Extract exactly the range of lines bounded by the line containing "For each instance of the jacket" and the final line of the listing, both ends included, and no other lines.

[start Task inputs]

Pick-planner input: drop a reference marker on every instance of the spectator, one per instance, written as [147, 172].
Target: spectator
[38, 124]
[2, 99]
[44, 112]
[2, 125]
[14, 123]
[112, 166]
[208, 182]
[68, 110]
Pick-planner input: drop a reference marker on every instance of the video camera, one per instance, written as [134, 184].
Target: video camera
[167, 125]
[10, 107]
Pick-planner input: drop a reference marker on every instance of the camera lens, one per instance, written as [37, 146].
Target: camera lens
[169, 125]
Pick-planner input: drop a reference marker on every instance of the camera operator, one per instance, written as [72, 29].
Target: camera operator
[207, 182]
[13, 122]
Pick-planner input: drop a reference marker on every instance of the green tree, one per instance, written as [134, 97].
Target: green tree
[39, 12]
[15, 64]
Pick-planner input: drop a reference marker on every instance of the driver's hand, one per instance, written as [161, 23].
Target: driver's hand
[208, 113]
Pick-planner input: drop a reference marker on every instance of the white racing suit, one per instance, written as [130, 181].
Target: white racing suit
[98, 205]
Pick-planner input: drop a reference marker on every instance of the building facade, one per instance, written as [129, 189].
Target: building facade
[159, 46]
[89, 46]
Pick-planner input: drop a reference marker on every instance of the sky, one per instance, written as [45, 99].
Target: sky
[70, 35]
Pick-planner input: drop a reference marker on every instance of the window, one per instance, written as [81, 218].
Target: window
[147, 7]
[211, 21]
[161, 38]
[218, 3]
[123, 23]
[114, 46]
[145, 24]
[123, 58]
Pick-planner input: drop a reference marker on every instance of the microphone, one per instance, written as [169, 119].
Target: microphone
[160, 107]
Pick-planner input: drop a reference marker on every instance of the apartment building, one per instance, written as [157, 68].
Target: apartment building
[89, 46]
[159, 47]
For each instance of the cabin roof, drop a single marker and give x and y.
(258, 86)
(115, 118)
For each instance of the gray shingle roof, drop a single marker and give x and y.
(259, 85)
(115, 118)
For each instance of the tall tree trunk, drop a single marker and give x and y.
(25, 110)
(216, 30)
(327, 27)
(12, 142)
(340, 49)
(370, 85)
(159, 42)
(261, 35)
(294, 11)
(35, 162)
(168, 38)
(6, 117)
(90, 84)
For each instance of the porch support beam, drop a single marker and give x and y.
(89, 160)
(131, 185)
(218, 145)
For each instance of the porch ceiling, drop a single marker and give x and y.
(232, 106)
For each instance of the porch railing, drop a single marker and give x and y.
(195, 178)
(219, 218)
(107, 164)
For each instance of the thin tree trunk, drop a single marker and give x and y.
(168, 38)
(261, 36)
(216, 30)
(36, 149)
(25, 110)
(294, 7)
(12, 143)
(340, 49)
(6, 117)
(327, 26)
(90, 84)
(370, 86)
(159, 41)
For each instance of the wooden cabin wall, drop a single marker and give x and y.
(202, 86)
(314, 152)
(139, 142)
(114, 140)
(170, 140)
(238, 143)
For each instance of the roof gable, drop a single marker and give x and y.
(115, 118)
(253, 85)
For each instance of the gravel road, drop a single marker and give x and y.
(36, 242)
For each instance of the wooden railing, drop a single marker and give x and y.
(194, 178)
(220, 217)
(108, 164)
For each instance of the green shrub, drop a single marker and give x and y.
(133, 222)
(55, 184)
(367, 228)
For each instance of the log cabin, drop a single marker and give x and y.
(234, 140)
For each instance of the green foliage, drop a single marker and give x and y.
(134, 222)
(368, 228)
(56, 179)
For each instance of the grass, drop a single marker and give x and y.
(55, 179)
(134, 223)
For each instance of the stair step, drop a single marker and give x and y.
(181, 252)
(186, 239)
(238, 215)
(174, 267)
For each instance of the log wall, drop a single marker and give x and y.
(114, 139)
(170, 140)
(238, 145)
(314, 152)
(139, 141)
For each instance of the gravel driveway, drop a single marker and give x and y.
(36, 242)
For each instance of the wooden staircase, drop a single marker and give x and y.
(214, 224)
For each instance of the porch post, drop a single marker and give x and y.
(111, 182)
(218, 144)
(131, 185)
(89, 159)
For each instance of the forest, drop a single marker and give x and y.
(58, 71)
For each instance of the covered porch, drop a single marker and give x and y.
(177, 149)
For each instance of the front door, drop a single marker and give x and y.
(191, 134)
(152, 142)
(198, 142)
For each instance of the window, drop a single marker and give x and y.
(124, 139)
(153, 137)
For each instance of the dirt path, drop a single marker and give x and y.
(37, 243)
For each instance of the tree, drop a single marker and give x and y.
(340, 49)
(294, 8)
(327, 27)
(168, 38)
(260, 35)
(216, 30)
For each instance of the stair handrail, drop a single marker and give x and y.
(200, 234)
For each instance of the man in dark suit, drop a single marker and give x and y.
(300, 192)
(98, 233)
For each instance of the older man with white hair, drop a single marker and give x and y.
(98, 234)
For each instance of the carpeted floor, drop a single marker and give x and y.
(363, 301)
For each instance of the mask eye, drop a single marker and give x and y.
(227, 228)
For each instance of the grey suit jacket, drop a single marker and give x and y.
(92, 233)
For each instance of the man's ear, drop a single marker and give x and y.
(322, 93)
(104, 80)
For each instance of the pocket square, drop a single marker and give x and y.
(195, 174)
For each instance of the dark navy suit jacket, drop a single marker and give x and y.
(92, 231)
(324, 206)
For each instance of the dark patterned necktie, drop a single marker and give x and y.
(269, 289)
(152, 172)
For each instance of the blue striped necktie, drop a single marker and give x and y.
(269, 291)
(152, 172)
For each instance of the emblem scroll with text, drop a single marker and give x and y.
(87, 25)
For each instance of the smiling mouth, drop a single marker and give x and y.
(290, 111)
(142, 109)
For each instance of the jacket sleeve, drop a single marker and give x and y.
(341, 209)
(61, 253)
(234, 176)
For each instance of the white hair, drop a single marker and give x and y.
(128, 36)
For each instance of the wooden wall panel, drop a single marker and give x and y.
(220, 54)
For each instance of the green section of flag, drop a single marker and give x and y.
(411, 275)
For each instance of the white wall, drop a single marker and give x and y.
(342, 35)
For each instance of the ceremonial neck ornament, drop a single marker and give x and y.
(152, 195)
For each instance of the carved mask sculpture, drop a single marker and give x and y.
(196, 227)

[end Task inputs]

> Reply to the exercise
For each instance of the jacket sleeve, drop a single marker and give x and y.
(341, 209)
(61, 253)
(234, 176)
For each instance of the white hair, drop a single marker and give x and y.
(128, 36)
For each instance of the wooden wall panel, drop a single marker and give x and y.
(220, 54)
For each instance of the green section of flag, drop a single marker and give x and y.
(411, 275)
For each instance of the white wall, drop a single marker and give x and y.
(342, 35)
For each instance of the ceremonial neck ornament, drop a single marker and give x and y.
(152, 195)
For each instance of the carved mask sculpture, drop a single marker and give x and y.
(196, 227)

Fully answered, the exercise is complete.